## Text
++++
Die Ausstellungsarchitektur von Paris 1867 war dagegen geradezu revolutionär. Die Galérie des Machines mit ihren hydraulischen Aufzügen bis aufs Dach setzte den Maßstab für zukünftige Bauten, nämlich spektakulärer und sensationeller zu sein als die vorherigen. Die Schau der Superlative zog eine riesige Besuchermenge an, doch die eigentliche Ausstellung war die Stadt Paris selbst. Baron Haussmann hatte sie durch grosse Ab- und Durchbrüche von ihrer mittelalterlichen Enge befreit und breite Boulevards und neue Architektur geschaffen, die nun die Kulisse für die Weltausstellung bildeten.
++++
## Übungsaufgaben
[a] Beantworten Sie anhand des Textes über die Pariser Weltausstellung von 1867 folgende Fragen:
(i) Womit war die Galérie des Machines ausgestattet?
(ii) Was war dem Text zufolge die eigentliche Ausstellung?
(iii) Was hatte Baron Haussmann in Paris geschaffen?
[b] Zitieren Sie aus dem Text über die Pariser Weltausstellung von 1867 den Abschnitt, der mit den Worten beginnt, die „Die Ausstellungsarchitektur von“ enthalten, und mit „die Weltausstellung bildeten.“ schließt.
++++
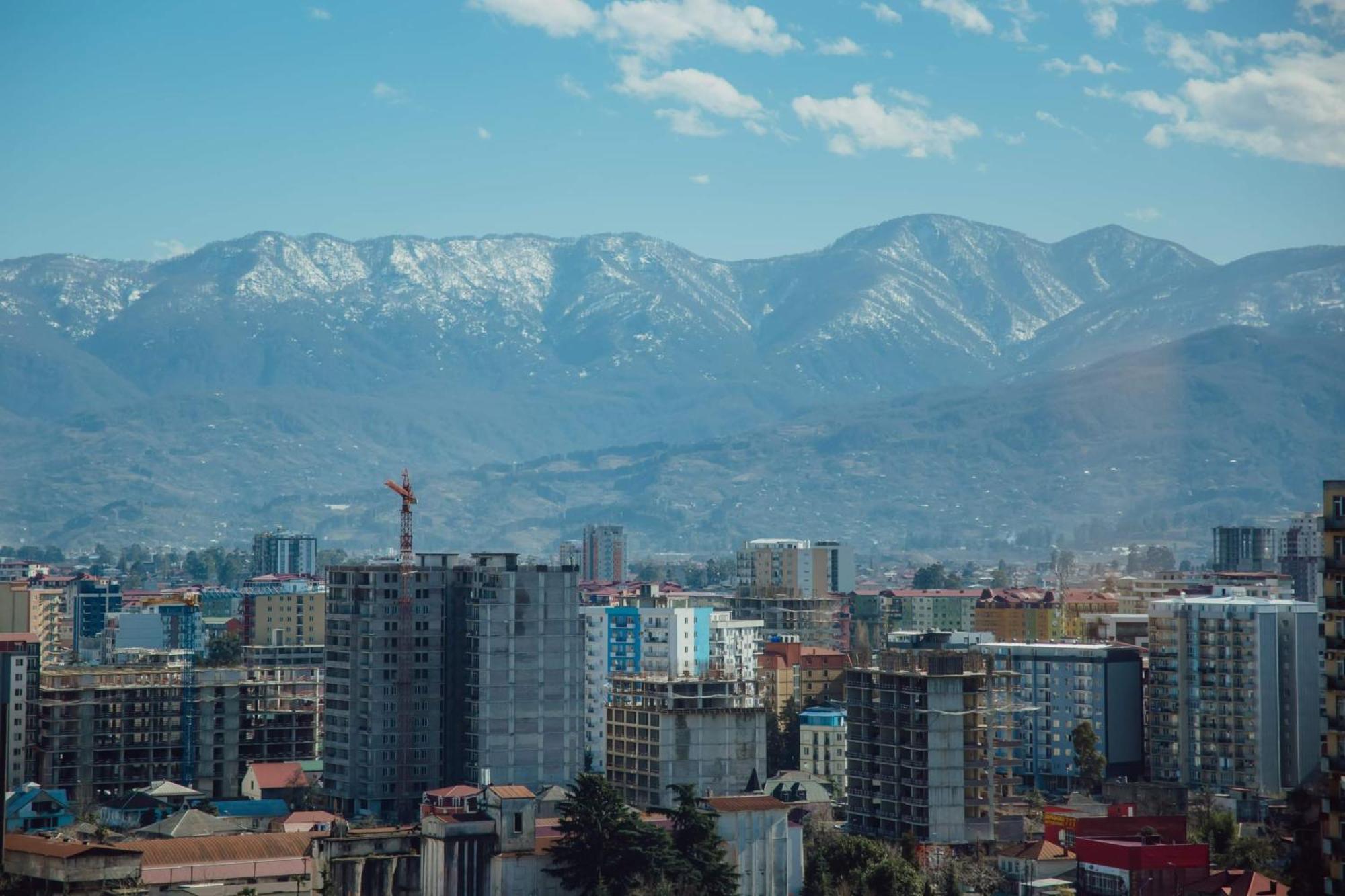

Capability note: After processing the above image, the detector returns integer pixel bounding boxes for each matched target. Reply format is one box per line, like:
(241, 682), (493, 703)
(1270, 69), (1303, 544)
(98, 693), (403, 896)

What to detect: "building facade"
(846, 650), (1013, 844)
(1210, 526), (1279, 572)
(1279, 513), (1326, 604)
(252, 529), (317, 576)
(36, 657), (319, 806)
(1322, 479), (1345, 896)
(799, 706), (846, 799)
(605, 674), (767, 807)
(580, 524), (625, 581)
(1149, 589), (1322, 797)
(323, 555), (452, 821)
++++
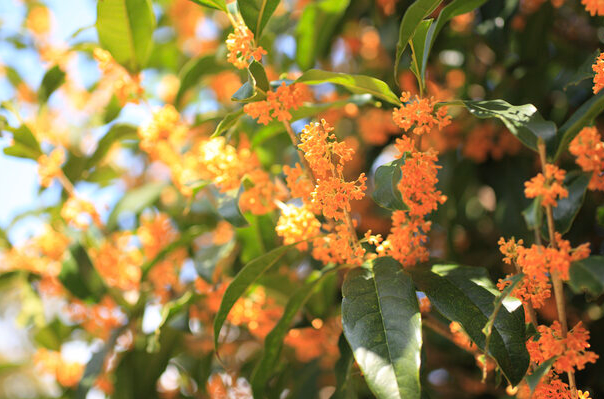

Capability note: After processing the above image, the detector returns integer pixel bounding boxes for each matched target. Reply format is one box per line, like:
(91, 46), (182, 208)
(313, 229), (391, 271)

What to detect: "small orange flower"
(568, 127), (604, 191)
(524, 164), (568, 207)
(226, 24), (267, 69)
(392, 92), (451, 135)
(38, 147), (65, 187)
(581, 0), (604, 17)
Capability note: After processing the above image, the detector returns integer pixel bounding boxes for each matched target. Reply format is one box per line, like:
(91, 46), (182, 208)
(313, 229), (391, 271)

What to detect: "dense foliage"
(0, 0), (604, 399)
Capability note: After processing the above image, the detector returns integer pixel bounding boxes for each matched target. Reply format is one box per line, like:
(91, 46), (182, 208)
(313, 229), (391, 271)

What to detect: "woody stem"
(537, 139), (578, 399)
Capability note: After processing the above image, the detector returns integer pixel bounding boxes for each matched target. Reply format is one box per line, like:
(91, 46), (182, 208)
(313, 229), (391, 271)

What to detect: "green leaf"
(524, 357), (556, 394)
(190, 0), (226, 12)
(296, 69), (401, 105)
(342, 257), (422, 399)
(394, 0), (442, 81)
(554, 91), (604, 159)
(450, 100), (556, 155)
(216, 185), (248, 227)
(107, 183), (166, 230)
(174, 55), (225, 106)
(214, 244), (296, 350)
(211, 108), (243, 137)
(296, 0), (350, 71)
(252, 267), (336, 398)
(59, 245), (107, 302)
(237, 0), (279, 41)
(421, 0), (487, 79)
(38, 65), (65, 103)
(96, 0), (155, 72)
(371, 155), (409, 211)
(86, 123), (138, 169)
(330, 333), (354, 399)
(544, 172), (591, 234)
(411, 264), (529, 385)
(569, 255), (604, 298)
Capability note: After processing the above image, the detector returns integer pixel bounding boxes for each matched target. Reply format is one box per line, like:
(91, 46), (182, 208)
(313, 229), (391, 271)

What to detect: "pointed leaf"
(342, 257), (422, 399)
++++
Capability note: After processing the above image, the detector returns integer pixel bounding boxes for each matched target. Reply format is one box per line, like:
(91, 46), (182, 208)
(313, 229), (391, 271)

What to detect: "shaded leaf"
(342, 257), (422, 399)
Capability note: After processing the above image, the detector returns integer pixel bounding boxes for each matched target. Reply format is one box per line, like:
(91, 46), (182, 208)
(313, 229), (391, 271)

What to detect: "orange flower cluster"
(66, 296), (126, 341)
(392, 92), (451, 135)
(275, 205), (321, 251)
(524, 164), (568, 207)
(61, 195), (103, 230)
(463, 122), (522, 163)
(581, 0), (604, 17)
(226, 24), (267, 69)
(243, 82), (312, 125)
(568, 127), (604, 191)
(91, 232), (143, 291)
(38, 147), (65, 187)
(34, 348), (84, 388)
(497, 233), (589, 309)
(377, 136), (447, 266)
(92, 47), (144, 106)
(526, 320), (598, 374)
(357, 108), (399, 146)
++++
## Lösungen
[a]
(i) Mit hydraulischen Aufzügen bis aufs Dach.
(ii) Die Stadt Paris selbst.
(iii) Breite Boulevards und neue Architektur.

[b]
Die Ausstellungsarchitektur von Paris 1867 war dagegen geradezu revolutionär. Die Galérie des Machines mit ihren hydraulischen Aufzügen bis aufs Dach setzte den Maßstab für zukünftige Bauten, nämlich spektakulärer und sensationeller zu sein als die vorherigen. Die Schau der Superlative zog eine riesige Besuchermenge an, doch die eigentliche Ausstellung war die Stadt Paris selbst. Baron Haussmann hatte sie durch grosse Ab- und Durchbrüche von ihrer mittelalterlichen Enge befreit und breite Boulevards und neue Architektur geschaffen, die nun die Kulisse für die Weltausstellung bildeten.